*** Excerpt provided
Thank you. I had some advice from a professional that Poker winnings can be classified as "earned" income and referred to the Baxter v United states case (I can't link to it)

My UK salary +poker winnings is less than the circa $100k limit for the Foreign earned income exclusion so as there will be no tax due here I may aswell add it and report it

As for the $6k won in a las vegas poker tournament, I'm unsure whether this will be subject to tax or not if it's my only taxable income


----------



## KRM2015 (Jan 21, 2015)

Sorry for all the questions....

1 other issue is that I got married in 2014. I have gotten a new US passport in my new name (does this automatically update SSN?)

When i file my back taxes 2011-2013 what name should I be putting on the form, my current name or my name during those years (maiden name)?


----------



## nyclon (Apr 3, 2011)

Changing your name on your passport does not automatically update your name on your Social Security card. You must change that separately. 

See 6 in the link:

Social Security Numbers | Embassy of the United States


----------



## BBCWatcher (Dec 28, 2012)

Not quite. According to Baxter v. U.S. there's a distinction between a professional gambler and a non-professional gambler, as I noted. You have to check the IRS's definition of "professional gambler" to determine whether you are one.
******
**Brief 1:** Name every user whose name appears in a post heading in the thread about poker winnings and US taxes.
**Brief 2:** Extend the forum thread about poker winnings and US tax filing with the next post after its final one.
The items that follow the thread are not needed for anything here.
*** Dataset
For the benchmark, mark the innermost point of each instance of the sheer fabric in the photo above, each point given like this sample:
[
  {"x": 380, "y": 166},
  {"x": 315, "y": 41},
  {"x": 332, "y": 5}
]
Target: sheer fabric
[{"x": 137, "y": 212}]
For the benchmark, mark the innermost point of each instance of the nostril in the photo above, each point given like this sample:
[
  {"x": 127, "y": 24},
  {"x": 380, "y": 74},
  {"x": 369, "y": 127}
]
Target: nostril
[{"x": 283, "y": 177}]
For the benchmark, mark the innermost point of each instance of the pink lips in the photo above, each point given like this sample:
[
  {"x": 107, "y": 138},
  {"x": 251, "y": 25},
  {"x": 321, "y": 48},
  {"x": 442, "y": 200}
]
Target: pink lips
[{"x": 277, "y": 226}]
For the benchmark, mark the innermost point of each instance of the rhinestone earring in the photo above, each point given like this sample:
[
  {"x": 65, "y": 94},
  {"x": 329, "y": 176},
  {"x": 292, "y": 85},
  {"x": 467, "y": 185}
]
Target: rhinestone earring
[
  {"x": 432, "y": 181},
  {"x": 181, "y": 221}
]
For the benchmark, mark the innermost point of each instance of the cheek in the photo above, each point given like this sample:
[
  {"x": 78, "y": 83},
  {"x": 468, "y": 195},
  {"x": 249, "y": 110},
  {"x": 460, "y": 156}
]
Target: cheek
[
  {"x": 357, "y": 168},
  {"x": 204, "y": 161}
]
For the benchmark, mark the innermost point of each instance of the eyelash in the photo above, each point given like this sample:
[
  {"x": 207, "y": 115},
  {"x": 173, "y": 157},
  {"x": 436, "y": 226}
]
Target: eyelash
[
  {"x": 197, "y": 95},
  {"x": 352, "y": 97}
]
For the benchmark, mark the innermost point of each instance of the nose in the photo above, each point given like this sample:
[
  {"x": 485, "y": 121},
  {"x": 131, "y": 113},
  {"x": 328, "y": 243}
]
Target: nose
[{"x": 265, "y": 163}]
******
**Result 1:** KRM2015, nyclon, BBCWatcher

**Result 2:**
Yes, that determination will influence whether your winnings are classified as earned income or not, though keep in mind Vegas winnings are not _foreign_ even if you could treat them as earned. (And be careful what you wish for. If earned you'll likely need to pay self-employment tax on them, i.e. Social Security contributions.) All of this _probably_ won't matter, though. You still have a personal exemption and standard deduction (or itemized deductions), and you still have the FTC. (The scope of your FTC will depend on whether or not you take the FEIE.)

Your winnings in Vegas in that amount may have had U.S. tax withheld. Check the statement you received. Yes, the casino is supposed to withhold taxes, at least if your winnings are substantial enough in one "transaction," and issue a statement when they do so. If you did pay U.S. tax on your Vegas winnings then you'd report the gross (before tax) as income and the tax paid as I described upthread.

I'm not aware of any residency requirement limiting your ability to itemize gambling losses. Where do you see that?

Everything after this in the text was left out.